» **Exercise objective**
Taking the lines below one at a time, count those with the string "woman" and give the result alone.

BEGIN

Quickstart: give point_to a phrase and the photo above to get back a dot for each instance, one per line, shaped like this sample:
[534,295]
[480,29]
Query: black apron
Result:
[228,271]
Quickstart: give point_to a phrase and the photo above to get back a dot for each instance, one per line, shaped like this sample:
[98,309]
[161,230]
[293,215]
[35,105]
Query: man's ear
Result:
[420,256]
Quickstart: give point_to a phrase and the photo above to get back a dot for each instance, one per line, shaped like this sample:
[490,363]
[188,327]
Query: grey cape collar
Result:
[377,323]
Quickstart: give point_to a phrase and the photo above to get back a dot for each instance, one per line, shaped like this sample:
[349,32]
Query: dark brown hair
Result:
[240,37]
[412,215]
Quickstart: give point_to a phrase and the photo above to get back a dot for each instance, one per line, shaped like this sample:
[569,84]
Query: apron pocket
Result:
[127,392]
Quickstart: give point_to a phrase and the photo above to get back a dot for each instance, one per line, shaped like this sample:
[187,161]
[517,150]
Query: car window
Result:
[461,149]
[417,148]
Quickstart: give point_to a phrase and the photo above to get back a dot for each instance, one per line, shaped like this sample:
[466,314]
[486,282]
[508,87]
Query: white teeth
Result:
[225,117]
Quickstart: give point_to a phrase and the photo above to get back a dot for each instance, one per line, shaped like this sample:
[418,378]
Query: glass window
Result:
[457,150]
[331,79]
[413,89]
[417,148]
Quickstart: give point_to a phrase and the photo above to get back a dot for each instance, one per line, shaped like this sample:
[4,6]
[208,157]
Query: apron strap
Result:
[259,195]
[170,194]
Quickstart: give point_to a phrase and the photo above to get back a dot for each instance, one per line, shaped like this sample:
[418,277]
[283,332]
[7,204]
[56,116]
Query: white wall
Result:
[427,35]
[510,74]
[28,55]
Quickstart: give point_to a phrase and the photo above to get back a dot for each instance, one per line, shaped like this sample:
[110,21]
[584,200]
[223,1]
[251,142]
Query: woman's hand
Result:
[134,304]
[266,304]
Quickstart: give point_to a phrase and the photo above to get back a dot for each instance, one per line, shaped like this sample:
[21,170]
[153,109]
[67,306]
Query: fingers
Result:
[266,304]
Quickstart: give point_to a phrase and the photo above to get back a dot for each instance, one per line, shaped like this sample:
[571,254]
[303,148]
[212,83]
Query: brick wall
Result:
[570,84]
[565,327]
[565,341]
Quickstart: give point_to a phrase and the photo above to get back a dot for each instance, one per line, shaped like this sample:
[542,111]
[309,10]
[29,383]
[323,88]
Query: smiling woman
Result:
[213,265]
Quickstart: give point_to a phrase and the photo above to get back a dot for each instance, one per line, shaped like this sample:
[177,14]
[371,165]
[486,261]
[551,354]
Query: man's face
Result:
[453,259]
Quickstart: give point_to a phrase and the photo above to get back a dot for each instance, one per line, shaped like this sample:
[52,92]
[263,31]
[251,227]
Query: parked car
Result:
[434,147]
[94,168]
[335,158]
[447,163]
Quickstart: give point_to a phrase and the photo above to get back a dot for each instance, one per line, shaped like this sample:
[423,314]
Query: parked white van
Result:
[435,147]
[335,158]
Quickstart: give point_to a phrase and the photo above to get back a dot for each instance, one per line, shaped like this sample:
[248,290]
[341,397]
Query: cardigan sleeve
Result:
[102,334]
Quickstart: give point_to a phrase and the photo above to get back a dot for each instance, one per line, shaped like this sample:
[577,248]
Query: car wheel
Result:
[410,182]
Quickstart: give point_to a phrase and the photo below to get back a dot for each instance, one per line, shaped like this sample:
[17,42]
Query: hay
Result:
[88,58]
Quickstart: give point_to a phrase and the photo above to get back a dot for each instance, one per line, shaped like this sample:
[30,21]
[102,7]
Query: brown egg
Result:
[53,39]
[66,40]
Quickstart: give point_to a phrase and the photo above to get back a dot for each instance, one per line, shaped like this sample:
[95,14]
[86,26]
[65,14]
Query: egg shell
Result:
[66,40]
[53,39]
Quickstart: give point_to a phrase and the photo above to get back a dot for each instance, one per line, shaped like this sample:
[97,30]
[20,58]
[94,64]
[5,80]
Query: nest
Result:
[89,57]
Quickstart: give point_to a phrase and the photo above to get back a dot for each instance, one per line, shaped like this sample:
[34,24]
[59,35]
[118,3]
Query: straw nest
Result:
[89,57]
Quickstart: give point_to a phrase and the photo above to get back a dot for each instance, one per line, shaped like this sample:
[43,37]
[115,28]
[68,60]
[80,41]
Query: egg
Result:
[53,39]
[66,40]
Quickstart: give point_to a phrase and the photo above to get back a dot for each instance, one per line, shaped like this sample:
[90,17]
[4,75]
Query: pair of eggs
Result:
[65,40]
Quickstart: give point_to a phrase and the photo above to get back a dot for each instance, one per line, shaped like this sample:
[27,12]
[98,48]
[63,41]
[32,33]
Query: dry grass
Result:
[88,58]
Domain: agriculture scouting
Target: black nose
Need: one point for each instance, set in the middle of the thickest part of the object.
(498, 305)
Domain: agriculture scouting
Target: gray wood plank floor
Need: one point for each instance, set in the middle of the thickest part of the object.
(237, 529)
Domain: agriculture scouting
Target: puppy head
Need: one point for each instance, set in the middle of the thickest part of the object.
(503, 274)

END

» **Output of the task**
2